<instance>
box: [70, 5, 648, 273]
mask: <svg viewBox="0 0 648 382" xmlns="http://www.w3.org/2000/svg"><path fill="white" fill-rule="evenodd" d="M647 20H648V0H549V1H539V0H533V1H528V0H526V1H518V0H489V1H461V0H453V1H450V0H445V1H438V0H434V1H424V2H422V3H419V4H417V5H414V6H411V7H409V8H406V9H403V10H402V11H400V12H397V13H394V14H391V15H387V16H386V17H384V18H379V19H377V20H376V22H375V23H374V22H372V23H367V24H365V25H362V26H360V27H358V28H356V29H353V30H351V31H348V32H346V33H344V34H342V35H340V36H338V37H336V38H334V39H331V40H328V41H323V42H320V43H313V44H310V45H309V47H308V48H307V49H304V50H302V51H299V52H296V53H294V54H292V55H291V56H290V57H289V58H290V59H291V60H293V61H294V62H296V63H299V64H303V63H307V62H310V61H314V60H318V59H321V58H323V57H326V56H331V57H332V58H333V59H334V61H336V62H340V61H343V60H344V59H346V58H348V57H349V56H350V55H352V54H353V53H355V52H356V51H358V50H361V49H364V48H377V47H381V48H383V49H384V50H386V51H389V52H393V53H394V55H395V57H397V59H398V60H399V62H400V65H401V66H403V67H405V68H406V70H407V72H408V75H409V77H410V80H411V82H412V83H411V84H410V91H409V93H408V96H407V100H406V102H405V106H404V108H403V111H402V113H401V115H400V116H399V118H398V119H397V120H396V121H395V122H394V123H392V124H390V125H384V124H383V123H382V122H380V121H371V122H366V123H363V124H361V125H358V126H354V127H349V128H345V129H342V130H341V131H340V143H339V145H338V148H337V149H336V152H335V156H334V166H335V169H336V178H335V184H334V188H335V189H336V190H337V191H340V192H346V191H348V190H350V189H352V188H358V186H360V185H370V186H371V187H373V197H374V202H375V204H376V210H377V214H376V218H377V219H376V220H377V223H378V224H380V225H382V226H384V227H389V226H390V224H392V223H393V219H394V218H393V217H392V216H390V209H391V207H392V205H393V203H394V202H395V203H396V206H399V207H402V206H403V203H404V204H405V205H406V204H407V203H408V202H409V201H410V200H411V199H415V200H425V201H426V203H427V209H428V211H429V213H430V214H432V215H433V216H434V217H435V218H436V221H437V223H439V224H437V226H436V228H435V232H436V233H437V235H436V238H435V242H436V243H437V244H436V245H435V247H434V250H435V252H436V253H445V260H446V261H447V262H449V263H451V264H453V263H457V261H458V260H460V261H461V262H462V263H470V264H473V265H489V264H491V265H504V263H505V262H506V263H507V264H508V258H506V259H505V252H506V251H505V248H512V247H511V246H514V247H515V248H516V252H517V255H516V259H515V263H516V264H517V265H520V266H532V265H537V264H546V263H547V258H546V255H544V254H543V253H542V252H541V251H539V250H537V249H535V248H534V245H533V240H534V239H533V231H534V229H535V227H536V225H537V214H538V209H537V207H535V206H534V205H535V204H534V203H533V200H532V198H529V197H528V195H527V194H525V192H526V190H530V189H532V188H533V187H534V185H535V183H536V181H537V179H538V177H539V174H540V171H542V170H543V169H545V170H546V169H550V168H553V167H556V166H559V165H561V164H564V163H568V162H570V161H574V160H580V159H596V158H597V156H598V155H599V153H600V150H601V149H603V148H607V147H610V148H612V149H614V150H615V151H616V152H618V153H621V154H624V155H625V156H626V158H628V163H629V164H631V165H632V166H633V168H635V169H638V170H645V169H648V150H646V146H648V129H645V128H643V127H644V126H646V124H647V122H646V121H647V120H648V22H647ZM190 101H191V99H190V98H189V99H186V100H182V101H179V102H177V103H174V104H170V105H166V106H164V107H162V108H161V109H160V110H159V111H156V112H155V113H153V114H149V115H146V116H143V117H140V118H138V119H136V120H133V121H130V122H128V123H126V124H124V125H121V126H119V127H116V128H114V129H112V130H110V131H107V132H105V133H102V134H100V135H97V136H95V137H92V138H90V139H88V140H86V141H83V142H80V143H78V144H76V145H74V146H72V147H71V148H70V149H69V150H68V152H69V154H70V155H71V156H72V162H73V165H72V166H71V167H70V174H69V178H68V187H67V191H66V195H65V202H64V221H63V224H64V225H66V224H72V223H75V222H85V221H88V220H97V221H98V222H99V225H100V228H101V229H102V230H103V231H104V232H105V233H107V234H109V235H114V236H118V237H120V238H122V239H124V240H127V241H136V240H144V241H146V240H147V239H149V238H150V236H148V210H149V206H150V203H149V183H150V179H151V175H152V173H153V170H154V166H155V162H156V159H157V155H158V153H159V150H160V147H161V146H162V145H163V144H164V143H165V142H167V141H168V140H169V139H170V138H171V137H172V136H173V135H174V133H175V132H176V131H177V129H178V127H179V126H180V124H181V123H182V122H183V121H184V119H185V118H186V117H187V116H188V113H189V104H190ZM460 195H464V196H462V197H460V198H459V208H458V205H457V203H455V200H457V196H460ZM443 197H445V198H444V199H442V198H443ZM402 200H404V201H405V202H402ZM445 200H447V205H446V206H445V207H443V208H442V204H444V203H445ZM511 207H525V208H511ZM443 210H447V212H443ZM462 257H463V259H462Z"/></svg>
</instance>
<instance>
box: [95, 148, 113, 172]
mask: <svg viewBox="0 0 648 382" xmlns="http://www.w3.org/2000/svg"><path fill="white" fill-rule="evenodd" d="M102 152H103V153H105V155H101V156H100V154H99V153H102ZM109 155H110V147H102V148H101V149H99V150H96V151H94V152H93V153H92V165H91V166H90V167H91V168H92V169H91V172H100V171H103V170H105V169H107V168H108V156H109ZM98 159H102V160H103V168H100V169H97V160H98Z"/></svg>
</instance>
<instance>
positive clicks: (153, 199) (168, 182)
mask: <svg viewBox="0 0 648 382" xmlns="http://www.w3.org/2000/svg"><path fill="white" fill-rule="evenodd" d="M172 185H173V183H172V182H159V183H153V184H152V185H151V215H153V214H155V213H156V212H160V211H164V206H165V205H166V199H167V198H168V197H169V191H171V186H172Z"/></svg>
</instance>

■ ■ ■ ■

## What is expected
Every record above should be copied exactly.

## Solution for this problem
<instance>
box: [70, 5, 648, 273]
mask: <svg viewBox="0 0 648 382" xmlns="http://www.w3.org/2000/svg"><path fill="white" fill-rule="evenodd" d="M647 20H648V0H549V1H539V0H533V1H528V0H526V1H518V0H489V1H461V0H453V1H450V0H445V1H438V0H434V1H424V2H422V3H419V4H417V5H414V6H411V7H409V8H406V9H403V10H402V11H400V12H397V13H394V14H391V15H387V16H386V17H384V18H379V19H377V20H376V22H375V23H374V22H372V23H367V24H365V25H362V26H360V27H358V28H356V29H353V30H351V31H348V32H346V33H344V34H342V35H340V36H338V37H336V38H334V39H331V40H328V41H323V42H320V43H313V44H310V45H309V47H308V48H307V49H304V50H302V51H299V52H296V53H294V54H292V55H291V56H290V57H289V58H290V59H291V60H293V61H294V62H296V63H299V64H303V63H307V62H310V61H314V60H318V59H321V58H323V57H326V56H331V57H332V58H333V59H334V61H336V62H340V61H343V60H344V59H346V58H348V57H349V56H350V55H352V54H353V53H355V52H356V51H358V50H361V49H364V48H377V47H381V48H383V49H384V50H386V51H389V52H393V53H394V55H395V57H397V59H398V60H399V62H400V65H401V66H403V67H405V68H406V70H407V72H408V75H409V77H410V80H411V82H412V83H411V84H410V91H409V93H408V96H407V100H406V102H405V106H404V108H403V111H402V113H401V115H400V116H399V118H398V119H397V120H396V121H395V122H394V123H392V124H390V125H384V124H383V123H382V122H380V121H371V122H366V123H363V124H361V125H358V126H354V127H349V128H345V129H342V130H341V131H340V143H339V145H338V148H337V149H336V152H335V156H334V166H335V169H336V178H335V184H334V188H335V189H336V190H337V191H340V192H346V191H348V190H350V189H352V188H358V186H360V185H370V186H371V187H373V197H374V202H375V204H376V210H377V214H376V218H377V219H376V220H377V223H378V224H380V225H382V226H384V227H389V226H390V224H392V223H393V219H394V218H393V217H392V216H390V209H391V207H392V205H393V203H394V202H395V203H396V206H399V207H402V206H403V203H404V204H405V205H406V204H407V203H408V202H409V201H410V200H411V199H415V200H425V201H426V203H427V209H428V211H429V213H430V214H432V215H433V216H434V217H435V218H436V221H437V223H439V224H437V226H436V228H435V232H436V233H437V235H436V238H435V242H436V243H437V244H436V245H435V247H434V250H435V252H436V253H445V260H446V261H447V262H449V263H451V264H453V263H457V261H458V260H460V261H461V262H462V263H470V264H473V265H489V264H491V265H504V263H505V262H506V263H507V264H508V258H506V259H505V252H506V251H505V248H512V247H511V246H514V247H515V248H516V252H517V255H516V259H515V263H516V264H517V265H520V266H532V265H537V264H546V263H547V258H546V255H544V254H543V253H542V252H541V251H539V250H537V249H535V248H534V245H533V240H534V239H533V231H534V229H535V227H536V225H537V214H538V209H537V207H535V206H534V205H535V204H534V203H533V200H532V198H529V197H528V195H527V194H525V192H526V190H530V189H532V188H533V187H534V185H535V183H536V181H537V179H538V177H539V174H540V171H542V170H543V169H545V170H546V169H550V168H553V167H556V166H559V165H561V164H564V163H568V162H570V161H574V160H580V159H596V158H597V156H598V155H599V153H600V150H601V149H603V148H607V147H610V148H612V149H614V150H615V151H616V152H618V153H621V154H624V155H625V156H626V158H628V163H629V164H631V165H632V166H633V168H635V169H638V170H645V169H648V150H646V146H648V129H645V128H643V127H644V126H646V124H647V122H646V121H647V120H648V22H647ZM190 101H191V99H190V98H189V99H186V100H182V101H179V102H177V103H174V104H170V105H166V106H164V107H162V108H161V109H160V110H159V111H156V112H155V113H153V114H149V115H146V116H143V117H140V118H138V119H136V120H133V121H130V122H128V123H126V124H124V125H121V126H119V127H116V128H114V129H112V130H110V131H107V132H105V133H102V134H100V135H97V136H95V137H92V138H90V139H88V140H86V141H83V142H80V143H78V144H76V145H74V146H72V147H71V148H70V149H69V150H68V152H69V154H70V155H71V156H72V162H73V165H72V166H71V167H70V174H69V178H68V187H67V191H66V195H65V202H64V221H63V224H64V225H66V224H72V223H75V222H85V221H88V220H97V221H98V222H99V225H100V228H101V229H102V230H103V231H104V232H105V233H107V234H109V235H114V236H118V237H120V238H122V239H124V240H127V241H136V240H144V241H146V240H147V239H149V238H150V236H148V210H149V206H150V203H149V183H150V179H151V175H152V173H153V170H154V166H155V162H156V159H157V155H158V153H159V150H160V147H161V146H162V145H163V144H164V143H165V142H167V141H168V140H169V139H170V138H171V137H172V136H173V135H174V133H175V132H176V131H177V129H178V127H179V126H180V124H181V123H182V122H183V121H184V119H185V118H186V117H187V116H188V113H189V104H190ZM460 195H464V196H462V197H460V198H459V208H458V205H457V203H455V200H457V196H460ZM443 197H445V198H444V199H442V198H443ZM402 200H404V201H405V202H402ZM445 200H447V205H446V206H445V207H443V208H442V204H444V203H445ZM511 207H525V208H511ZM443 210H447V212H443ZM462 257H463V259H462Z"/></svg>
</instance>
<instance>
box: [95, 148, 113, 172]
mask: <svg viewBox="0 0 648 382" xmlns="http://www.w3.org/2000/svg"><path fill="white" fill-rule="evenodd" d="M102 152H103V153H105V155H101V156H100V154H99V153H102ZM109 155H110V147H102V148H101V149H99V150H96V151H94V152H93V153H92V165H91V166H90V167H91V168H92V169H91V172H100V171H103V170H105V169H107V168H108V156H109ZM98 159H102V160H103V168H100V169H97V160H98Z"/></svg>
</instance>
<instance>
positive clicks: (153, 199) (168, 182)
mask: <svg viewBox="0 0 648 382" xmlns="http://www.w3.org/2000/svg"><path fill="white" fill-rule="evenodd" d="M172 185H173V183H172V182H159V183H153V184H152V185H151V215H153V214H155V213H156V212H160V211H164V206H165V205H166V199H167V198H168V197H169V191H171V186H172Z"/></svg>
</instance>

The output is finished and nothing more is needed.